* [Problem requirements]: Within the records below, repeat each line exactly but keep every picture out of the copy.

--------

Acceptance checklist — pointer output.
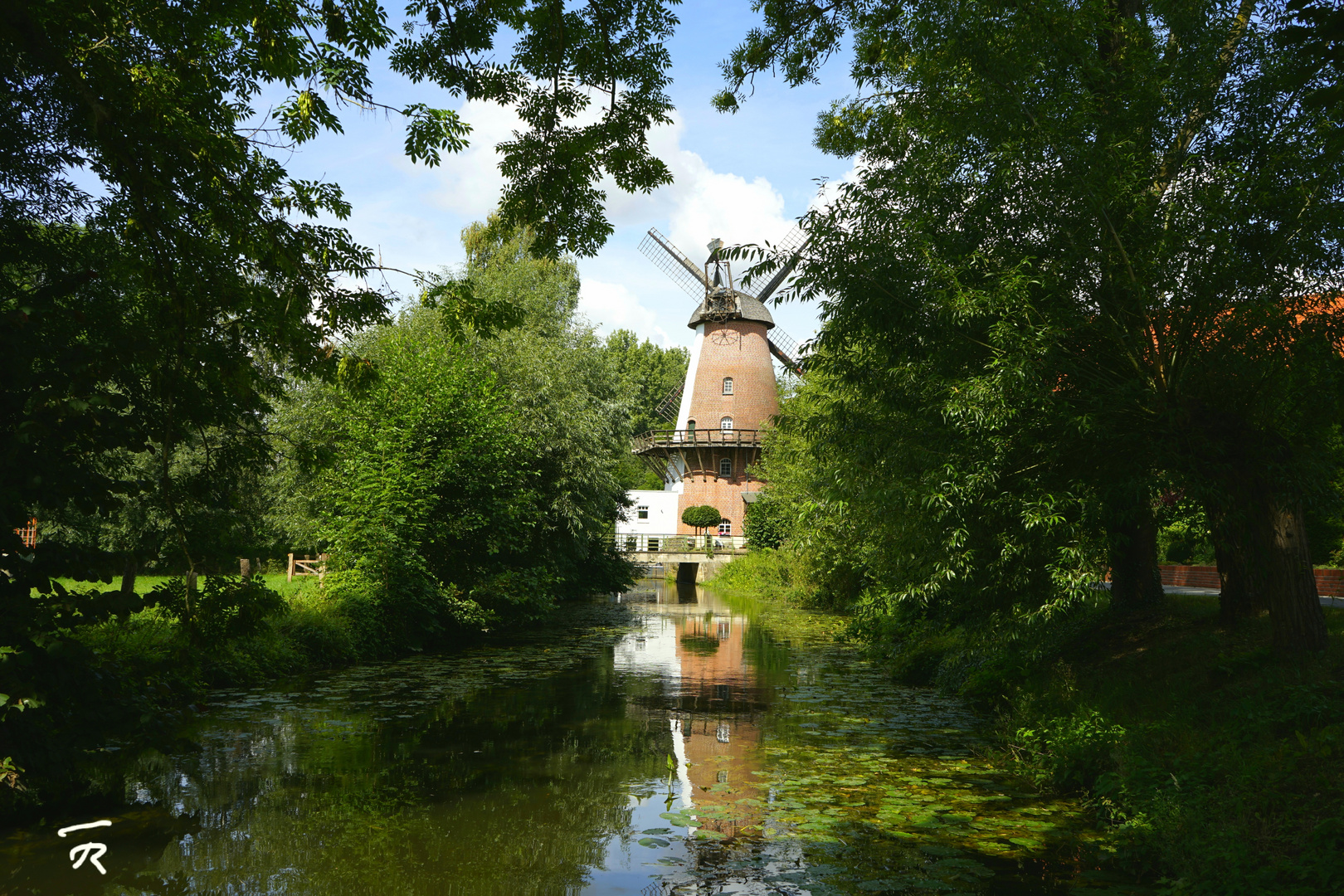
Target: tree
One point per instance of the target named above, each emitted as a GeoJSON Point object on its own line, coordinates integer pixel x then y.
{"type": "Point", "coordinates": [650, 377]}
{"type": "Point", "coordinates": [156, 304]}
{"type": "Point", "coordinates": [472, 480]}
{"type": "Point", "coordinates": [700, 518]}
{"type": "Point", "coordinates": [1081, 251]}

--------

* [Solution to this exercise]:
Acceptance checklist — pointer output.
Target: tree
One point per instance of the target named above, each emitted as a GeoJSON Point object on its own line, coordinates integer pixel x then y.
{"type": "Point", "coordinates": [650, 377]}
{"type": "Point", "coordinates": [156, 304]}
{"type": "Point", "coordinates": [472, 480]}
{"type": "Point", "coordinates": [700, 518]}
{"type": "Point", "coordinates": [1081, 251]}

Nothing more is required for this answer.